-- PAGE EXTRACT --
Matt Yglesias bravely predicts that universities are the new newspapers - by which he means that their business model is about to be undermined by technological change which is making it cheaper and cheaper for people to find information on line. My first reaction was 'how absurd'. Its pretty clear that the specific curriculum learned at university is one of the least valuable parts of the process - even in highly specific vocational fields like medicine most of that curriculum gets forgotten once you are in the job.
But on reflection I see that there is more to it than that. After all, information about what happened yesterday is only a part of the value proposition in a newspaper too. Specifically for students on professional programmes with professional accreditation requirements to meet, curriculum content is important - at least until the accreditation is achieved. New institutions like Western Governors can offer a route to that accreditation more cheaply than the traditional ones. So maybe there is a future where new entrants can undercut (some of) the functions of the traditional university sufficiently to undermine the viability of traditional business models for some or many established universities.

-- TASK SET --
A - Answer these from the universities piece, one short answer per line:
(i) Who predicts that universities are the new newspapers?
(ii) What vocational field is given as an example where most of the curriculum is forgotten on the job?
(iii) What new institution is named as offering a cheaper route to accreditation?
B - Carry on the universities piece after its last sentence with one or two more paragraphs in the same voice.

-- RECORDS SHOWN --
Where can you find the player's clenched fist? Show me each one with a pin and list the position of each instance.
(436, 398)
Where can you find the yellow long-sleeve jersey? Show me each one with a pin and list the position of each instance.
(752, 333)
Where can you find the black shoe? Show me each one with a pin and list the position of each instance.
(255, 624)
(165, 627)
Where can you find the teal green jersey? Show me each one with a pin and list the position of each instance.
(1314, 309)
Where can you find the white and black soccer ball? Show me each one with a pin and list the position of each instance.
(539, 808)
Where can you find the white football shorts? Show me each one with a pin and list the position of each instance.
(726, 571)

* * *

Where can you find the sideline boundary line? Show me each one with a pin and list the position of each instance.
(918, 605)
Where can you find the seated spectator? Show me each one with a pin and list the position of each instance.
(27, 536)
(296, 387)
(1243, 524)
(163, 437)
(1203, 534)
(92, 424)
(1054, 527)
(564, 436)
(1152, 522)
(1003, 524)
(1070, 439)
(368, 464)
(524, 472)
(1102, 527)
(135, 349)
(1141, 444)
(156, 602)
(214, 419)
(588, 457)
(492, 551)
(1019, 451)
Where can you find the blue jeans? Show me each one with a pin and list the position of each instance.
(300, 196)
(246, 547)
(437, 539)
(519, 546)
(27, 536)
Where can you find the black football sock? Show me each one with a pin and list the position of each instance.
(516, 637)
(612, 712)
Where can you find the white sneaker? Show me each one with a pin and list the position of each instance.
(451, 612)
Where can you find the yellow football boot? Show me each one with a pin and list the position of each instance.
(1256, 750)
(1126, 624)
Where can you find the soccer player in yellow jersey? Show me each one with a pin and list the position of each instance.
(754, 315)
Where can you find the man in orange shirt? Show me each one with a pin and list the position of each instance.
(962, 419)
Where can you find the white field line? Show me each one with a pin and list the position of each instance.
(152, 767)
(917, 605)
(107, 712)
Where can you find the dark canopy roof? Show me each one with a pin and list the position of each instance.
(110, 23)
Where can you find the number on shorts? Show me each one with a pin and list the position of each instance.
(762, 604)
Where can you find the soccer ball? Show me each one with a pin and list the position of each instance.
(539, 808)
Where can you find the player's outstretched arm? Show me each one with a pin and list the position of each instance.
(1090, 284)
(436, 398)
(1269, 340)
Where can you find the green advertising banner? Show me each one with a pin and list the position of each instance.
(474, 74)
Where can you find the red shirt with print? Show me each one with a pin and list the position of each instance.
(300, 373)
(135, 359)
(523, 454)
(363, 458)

--

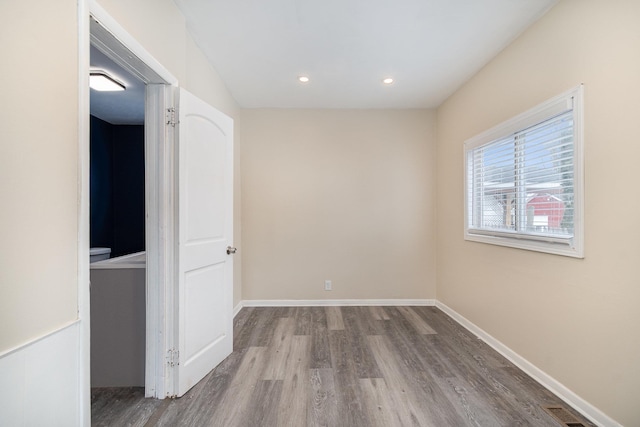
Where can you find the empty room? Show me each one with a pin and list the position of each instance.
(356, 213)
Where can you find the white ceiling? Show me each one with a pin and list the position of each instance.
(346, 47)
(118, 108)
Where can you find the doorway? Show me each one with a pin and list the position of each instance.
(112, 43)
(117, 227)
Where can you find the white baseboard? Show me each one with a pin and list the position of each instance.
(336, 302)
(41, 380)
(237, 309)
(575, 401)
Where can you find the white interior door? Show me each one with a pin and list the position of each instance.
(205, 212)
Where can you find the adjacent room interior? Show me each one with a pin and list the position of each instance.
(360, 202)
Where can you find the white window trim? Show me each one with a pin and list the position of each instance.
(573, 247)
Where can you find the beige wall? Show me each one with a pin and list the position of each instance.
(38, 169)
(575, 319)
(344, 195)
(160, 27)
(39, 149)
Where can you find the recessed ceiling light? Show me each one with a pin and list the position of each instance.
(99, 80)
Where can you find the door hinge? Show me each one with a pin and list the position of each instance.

-- ANSWERS FOR THE TASKS --
A -
(i) Matt Yglesias
(ii) Medicine
(iii) Western Governors

B -
But I don't want to push that too far. I've had some experience of distance and online learning, and it seems to me that the model can easily be one of a few delighted students, but many more drop-outs. This is pretty much the picture at the Open University, where those students who survive to the end of the programme are amongst the most satisfied in the country, but also a minority of those who start. This makes me suspicious of the kind of journalism I linked to in the paragraph above. The positive stories of successful students are only part of the overall picture.
So maybe universities will be the next newspapers, but I think probably not. At any rate, I'm not revising my career plan yet.